• Quoted passage:
Begin

Little did I know then how huge a role public perception would play in
my life. My nose, and pretty much every other "prominent" body part and
feature, would be prey to gossip and tabloids in just a few years. But
the unwanted attention wasn't limited to my body. According to the
press, I was the rich, spoiled daughter of TV producer Aaron Spelling.
They claimed I grew up in California's largest single-family residence.
They said that my father had fake snow made on his Beverly Hills lawn
for Christmas. They said I was the ultimate example of nepotism, a lousy
actor who nonetheless scored a lead role in her father's hit TV show.
They pigeonholed me as my character on
Beverly Hills, 90210:
Donna Martin, the ditzy blonde virgin. They later talked about my
wedding, my divorce, and my second wedding. They reported that I'd been
disinherited and was feuding with my mother. They told about the birth
of my son. What I learned from my ugly nose was true times a million:
The details of my life were and would always be considered public
property.

End

• Short exercise A: Retype the passage about tabloid gossip between "Little did I" and "largest single-family residence.", inclusive.
• Short exercise B: Extend the passage about tabloid gossip, picking up right after its final sentence.
The listing has nothing to do with any of this.

• Data listing:
Begin

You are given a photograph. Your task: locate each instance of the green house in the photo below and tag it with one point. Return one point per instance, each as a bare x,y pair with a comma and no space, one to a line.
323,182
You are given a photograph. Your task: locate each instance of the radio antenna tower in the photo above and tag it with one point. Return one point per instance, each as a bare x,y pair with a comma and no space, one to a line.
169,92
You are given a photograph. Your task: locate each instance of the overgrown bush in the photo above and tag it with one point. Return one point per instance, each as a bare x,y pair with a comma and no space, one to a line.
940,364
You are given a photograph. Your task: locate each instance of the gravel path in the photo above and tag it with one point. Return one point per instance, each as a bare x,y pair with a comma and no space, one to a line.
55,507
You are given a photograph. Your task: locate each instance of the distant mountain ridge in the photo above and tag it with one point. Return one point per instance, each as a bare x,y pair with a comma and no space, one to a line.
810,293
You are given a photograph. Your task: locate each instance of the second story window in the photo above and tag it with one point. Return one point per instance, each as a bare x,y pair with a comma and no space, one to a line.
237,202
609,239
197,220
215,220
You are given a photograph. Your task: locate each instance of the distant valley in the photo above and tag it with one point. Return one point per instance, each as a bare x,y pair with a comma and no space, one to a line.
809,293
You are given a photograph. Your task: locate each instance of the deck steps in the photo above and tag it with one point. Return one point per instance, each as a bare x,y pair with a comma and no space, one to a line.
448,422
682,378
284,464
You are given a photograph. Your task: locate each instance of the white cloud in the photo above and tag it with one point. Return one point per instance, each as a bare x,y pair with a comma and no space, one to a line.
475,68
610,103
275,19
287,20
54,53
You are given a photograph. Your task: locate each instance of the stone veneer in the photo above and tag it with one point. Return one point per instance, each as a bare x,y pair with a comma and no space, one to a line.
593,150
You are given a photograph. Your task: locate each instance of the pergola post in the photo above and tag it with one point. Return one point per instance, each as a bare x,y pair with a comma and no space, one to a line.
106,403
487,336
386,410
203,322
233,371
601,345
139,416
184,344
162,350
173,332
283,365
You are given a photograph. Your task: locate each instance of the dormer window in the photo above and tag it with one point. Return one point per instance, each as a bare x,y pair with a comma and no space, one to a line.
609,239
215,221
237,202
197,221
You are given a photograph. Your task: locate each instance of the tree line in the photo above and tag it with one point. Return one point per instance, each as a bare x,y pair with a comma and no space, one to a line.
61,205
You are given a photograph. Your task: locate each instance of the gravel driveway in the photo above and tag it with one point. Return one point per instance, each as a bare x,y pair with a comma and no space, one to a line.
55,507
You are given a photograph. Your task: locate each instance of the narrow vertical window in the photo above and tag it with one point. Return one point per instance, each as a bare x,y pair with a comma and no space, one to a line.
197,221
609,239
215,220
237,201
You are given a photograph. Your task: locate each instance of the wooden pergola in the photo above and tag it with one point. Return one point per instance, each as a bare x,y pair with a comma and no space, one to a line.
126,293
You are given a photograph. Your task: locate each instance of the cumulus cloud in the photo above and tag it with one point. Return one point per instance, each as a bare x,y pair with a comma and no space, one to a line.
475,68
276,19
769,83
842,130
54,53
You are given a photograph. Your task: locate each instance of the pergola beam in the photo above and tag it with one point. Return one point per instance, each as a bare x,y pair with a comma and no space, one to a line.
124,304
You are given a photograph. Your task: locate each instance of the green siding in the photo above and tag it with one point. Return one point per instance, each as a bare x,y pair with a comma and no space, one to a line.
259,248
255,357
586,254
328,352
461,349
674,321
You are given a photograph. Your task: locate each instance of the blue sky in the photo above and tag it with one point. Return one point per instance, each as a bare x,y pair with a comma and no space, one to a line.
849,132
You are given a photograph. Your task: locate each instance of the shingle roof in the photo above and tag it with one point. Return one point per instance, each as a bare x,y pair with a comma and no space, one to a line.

End

• Task response A:
Little did I know then how huge a role public perception would play in
my life. My nose, and pretty much every other "prominent" body part and
feature, would be prey to gossip and tabloids in just a few years. But
the unwanted attention wasn't limited to my body. According to the
press, I was the rich, spoiled daughter of TV producer Aaron Spelling.
They claimed I grew up in California's largest single-family residence.

• Task response B:
Some of what you may have read about me is accurate (my father did hire
a snow machine for Christmas), some false (I didn't live in that
enormous house until I was seventeen), and some exaggerated (I wasn't
"disinherited"). But all the while the life I was living was much more
than that. I lived in fear of my own doll collection. I let a bad
boyfriend spend my 90210 salary. I planned a fairy-tale wedding to the
wrong man. I begged casting directors to forget that Donna Martin ever
existed. I was working hard and shopping like crazy. I was falling in
love and getting hurt. My life has been funnier and sadder and richer
and poorer than any of the magazines know.
Public opinion dies hard. To this day I still look in the mirror and
hate my nose. Still, everyone else has been telling stories about me for
decades now. It's about time I told a few of my own.
Copyright © 2008 by Tori Spelling
Chapter One
X Marks the Spot
Here's the part of my book where I'm supposed to say, Sure, my family
had lots of money, but I had a normal childhood just like everyone else.
Yeah, I could say that, but I'd be lying. My childhood was really weird.
Not better or worse than anyone else's childhood, but definitely
different.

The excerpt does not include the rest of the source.